> [Problem]: Copy the entries below word for word, leaving out the pictures.

Data items
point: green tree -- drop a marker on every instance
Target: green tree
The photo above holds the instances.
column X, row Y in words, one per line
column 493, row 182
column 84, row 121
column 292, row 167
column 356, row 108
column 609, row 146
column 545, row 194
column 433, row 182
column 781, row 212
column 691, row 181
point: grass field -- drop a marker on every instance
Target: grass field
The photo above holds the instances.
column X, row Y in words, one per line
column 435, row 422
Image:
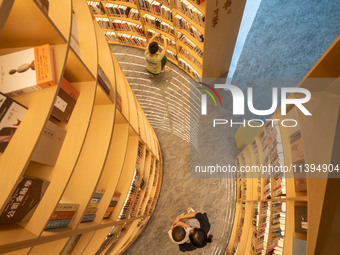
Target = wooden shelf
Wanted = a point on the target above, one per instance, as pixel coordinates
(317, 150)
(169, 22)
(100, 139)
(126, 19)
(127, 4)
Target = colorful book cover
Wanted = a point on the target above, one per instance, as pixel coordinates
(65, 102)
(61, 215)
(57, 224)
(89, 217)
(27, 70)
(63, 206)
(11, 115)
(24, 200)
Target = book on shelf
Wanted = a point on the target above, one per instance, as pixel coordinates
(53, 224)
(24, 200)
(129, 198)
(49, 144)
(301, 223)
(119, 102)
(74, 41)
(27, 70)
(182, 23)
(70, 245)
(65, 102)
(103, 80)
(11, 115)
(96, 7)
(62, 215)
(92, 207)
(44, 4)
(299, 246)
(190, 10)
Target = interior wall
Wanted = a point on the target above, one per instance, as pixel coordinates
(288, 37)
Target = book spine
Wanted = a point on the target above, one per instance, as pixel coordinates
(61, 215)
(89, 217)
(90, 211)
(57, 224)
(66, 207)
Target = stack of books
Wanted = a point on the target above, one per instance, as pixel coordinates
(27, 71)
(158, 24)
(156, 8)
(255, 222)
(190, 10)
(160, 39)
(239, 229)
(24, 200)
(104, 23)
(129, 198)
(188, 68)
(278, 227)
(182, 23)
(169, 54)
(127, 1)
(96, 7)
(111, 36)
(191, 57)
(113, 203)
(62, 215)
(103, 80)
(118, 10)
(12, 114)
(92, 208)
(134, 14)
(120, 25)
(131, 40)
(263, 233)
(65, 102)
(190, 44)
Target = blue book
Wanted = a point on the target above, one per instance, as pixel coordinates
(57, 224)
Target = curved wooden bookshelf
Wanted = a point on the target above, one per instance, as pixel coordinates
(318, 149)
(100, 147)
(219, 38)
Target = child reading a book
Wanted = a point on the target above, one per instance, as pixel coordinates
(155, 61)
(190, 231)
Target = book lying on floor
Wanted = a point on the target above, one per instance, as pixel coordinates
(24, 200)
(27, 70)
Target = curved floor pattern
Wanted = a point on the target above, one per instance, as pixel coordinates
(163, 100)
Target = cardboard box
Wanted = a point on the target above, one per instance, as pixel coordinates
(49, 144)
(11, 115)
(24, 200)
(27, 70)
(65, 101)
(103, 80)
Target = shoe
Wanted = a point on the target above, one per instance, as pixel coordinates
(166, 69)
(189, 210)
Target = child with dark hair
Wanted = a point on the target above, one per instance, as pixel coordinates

> [Solution to the problem]:
point: green tree -- drop a marker on every instance
Target: green tree
The photo above holds the instances.
column X, row Y in words, one per line
column 493, row 182
column 84, row 121
column 292, row 167
column 356, row 108
column 609, row 146
column 545, row 194
column 433, row 182
column 781, row 212
column 691, row 181
point: grass field -- drop a marker on every instance
Target: grass field
The photo above holds the instances.
column X, row Y in words, one per line
column 435, row 422
Image:
Target = wooden shelf
Wanted = a point on the target above, one per instance, as pixel coordinates
(317, 150)
(169, 22)
(100, 139)
(126, 19)
(127, 4)
Target = colorful book cover
Wanted = a point on the target above, one per instance, as pixel coordinates
(65, 102)
(61, 215)
(57, 224)
(89, 217)
(27, 70)
(63, 206)
(11, 115)
(24, 200)
Target = book on shelf
Wanted = a point on the target above, one per instance, as pixel coordinates
(53, 224)
(24, 200)
(129, 198)
(49, 144)
(301, 223)
(119, 102)
(74, 41)
(27, 70)
(182, 23)
(70, 245)
(65, 102)
(103, 80)
(11, 115)
(96, 7)
(62, 215)
(92, 207)
(44, 4)
(299, 246)
(190, 10)
Target = interior wall
Wanted = a point on the target above, one per instance, as pixel coordinates
(288, 37)
Target = book spine
Wanted = a point on the target above, one per instance, as pixel coordinates
(61, 215)
(89, 217)
(90, 211)
(57, 224)
(66, 207)
Target = stack of books
Wanted = a point on the target above, one per instance, as pixel coordinates
(27, 71)
(158, 24)
(156, 8)
(255, 222)
(190, 10)
(160, 39)
(239, 229)
(24, 200)
(104, 23)
(129, 198)
(188, 68)
(278, 227)
(182, 23)
(169, 54)
(127, 1)
(96, 7)
(111, 36)
(191, 57)
(113, 203)
(62, 215)
(103, 80)
(118, 10)
(12, 114)
(92, 208)
(134, 14)
(120, 25)
(131, 40)
(263, 233)
(65, 102)
(190, 44)
Target = blue book
Wanted = a point on the target above, one per instance, as pixel coordinates
(57, 224)
Target = curved wooden bookshelf
Wanted = a point on the target above, one per instance, as pixel coordinates
(318, 149)
(100, 147)
(219, 38)
Target = child reading a book
Wanted = a point on the target above, one per instance, as pixel coordinates
(155, 61)
(190, 231)
Target = book lying on floor
Wanted = a point on the target above, one per instance, as pixel coordinates
(24, 200)
(27, 70)
Target = curved floor pattern
Wanted = a point on the target above, one per instance, as pixel coordinates
(163, 100)
Target = cardboard box
Wanted = a point on the target above, one per instance, as pixel coordinates
(49, 144)
(11, 115)
(24, 200)
(27, 70)
(65, 101)
(103, 80)
Target = shoe
Wanted = a point on the target above, one per instance, as pixel coordinates
(166, 69)
(189, 210)
Target = child with dark hair
Wanted = a point on the target above, one per instance, as pixel coordinates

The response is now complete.